◆ **TASK INSTRUCTIONS**:
Please take the records that follow and repeat exactly the lines starting with the line with "Medical imaging module: given the scan above, outline the glass" and going on through the line with "grain with a bounding box.".

◆ **LISTED ENTRIES**:
::::
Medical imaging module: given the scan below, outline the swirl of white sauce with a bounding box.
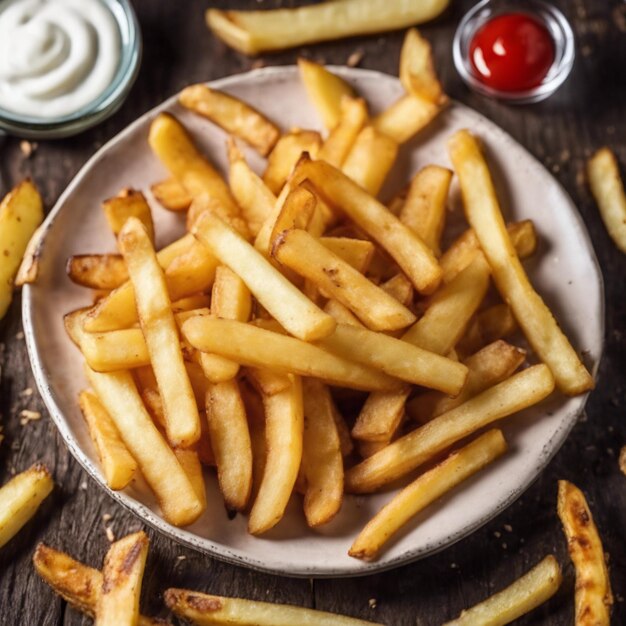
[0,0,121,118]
::::
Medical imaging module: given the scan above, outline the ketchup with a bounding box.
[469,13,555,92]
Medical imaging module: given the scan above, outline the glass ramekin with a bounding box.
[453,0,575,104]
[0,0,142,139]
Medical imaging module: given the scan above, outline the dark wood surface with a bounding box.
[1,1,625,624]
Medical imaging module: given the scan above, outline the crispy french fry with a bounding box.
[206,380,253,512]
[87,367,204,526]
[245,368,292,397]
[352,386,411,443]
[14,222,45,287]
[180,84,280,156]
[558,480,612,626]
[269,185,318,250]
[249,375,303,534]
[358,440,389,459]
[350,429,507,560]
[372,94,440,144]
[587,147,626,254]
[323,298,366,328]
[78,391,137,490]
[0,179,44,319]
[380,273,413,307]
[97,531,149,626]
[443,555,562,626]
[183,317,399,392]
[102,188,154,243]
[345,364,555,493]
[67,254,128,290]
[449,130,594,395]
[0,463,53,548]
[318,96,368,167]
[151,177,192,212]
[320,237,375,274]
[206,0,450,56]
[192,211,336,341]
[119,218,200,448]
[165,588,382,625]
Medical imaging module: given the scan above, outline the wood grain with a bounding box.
::::
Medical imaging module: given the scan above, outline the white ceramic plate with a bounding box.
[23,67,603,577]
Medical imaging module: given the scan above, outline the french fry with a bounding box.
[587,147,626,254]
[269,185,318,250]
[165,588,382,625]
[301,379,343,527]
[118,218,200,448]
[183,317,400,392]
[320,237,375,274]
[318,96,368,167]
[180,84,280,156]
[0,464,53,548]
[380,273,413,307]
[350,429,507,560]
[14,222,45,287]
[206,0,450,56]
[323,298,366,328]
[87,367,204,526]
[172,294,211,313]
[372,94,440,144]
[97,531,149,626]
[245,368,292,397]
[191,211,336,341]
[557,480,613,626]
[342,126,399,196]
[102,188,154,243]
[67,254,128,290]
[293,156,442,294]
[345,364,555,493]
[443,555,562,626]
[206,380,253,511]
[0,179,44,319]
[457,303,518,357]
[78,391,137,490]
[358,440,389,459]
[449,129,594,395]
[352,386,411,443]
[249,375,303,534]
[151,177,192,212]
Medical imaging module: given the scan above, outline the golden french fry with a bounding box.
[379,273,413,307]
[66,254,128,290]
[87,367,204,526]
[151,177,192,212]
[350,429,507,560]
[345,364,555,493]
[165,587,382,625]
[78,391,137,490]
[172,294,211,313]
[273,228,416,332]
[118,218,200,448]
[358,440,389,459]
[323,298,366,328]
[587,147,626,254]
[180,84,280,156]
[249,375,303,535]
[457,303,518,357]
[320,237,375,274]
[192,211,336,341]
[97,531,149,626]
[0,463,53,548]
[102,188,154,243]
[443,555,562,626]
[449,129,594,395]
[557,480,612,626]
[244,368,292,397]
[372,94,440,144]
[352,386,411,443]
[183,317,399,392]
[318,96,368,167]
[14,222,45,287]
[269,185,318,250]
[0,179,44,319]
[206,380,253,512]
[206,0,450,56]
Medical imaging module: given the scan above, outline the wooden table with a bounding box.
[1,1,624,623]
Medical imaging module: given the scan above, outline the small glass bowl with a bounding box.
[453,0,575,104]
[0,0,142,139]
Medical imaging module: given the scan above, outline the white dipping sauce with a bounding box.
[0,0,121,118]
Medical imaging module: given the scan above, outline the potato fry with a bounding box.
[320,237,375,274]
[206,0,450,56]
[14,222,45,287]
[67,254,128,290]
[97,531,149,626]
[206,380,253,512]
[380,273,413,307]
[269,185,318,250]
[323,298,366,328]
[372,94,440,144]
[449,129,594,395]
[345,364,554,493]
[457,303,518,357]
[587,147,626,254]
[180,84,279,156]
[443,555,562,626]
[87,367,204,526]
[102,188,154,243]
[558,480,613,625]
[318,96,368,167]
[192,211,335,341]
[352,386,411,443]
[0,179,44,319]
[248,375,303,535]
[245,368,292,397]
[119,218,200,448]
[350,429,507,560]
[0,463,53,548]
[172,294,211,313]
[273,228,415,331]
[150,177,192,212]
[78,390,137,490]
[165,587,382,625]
::::
◆ **SOLUTION FOR THIS EXERCISE**:
Medical imaging module: given the scan above, outline the glass ramekin with a bounding box.
[453,0,575,104]
[0,0,142,139]
Medical imaging module: given the scan above, outline the dark wood surface with a bounding box.
[1,1,625,624]
Medical imaging module: given the scan above, outline the crispy french fry with a bounding box.
[206,380,253,512]
[87,367,204,526]
[245,368,292,397]
[352,386,411,443]
[14,222,45,287]
[180,84,280,156]
[558,480,612,626]
[269,185,318,250]
[249,375,303,534]
[358,440,389,459]
[350,429,507,560]
[372,94,440,144]
[587,147,626,254]
[323,298,366,328]
[78,391,137,490]
[0,179,44,319]
[380,273,413,307]
[97,531,149,626]
[443,555,562,626]
[183,317,399,392]
[102,188,154,243]
[345,364,555,493]
[67,254,128,290]
[449,130,594,395]
[0,463,53,548]
[318,96,368,167]
[151,177,192,212]
[320,237,375,274]
[206,0,450,56]
[192,211,336,341]
[119,218,200,448]
[165,588,382,625]
Medical imaging module: given the scan above, outline the wood grain with a bounding box.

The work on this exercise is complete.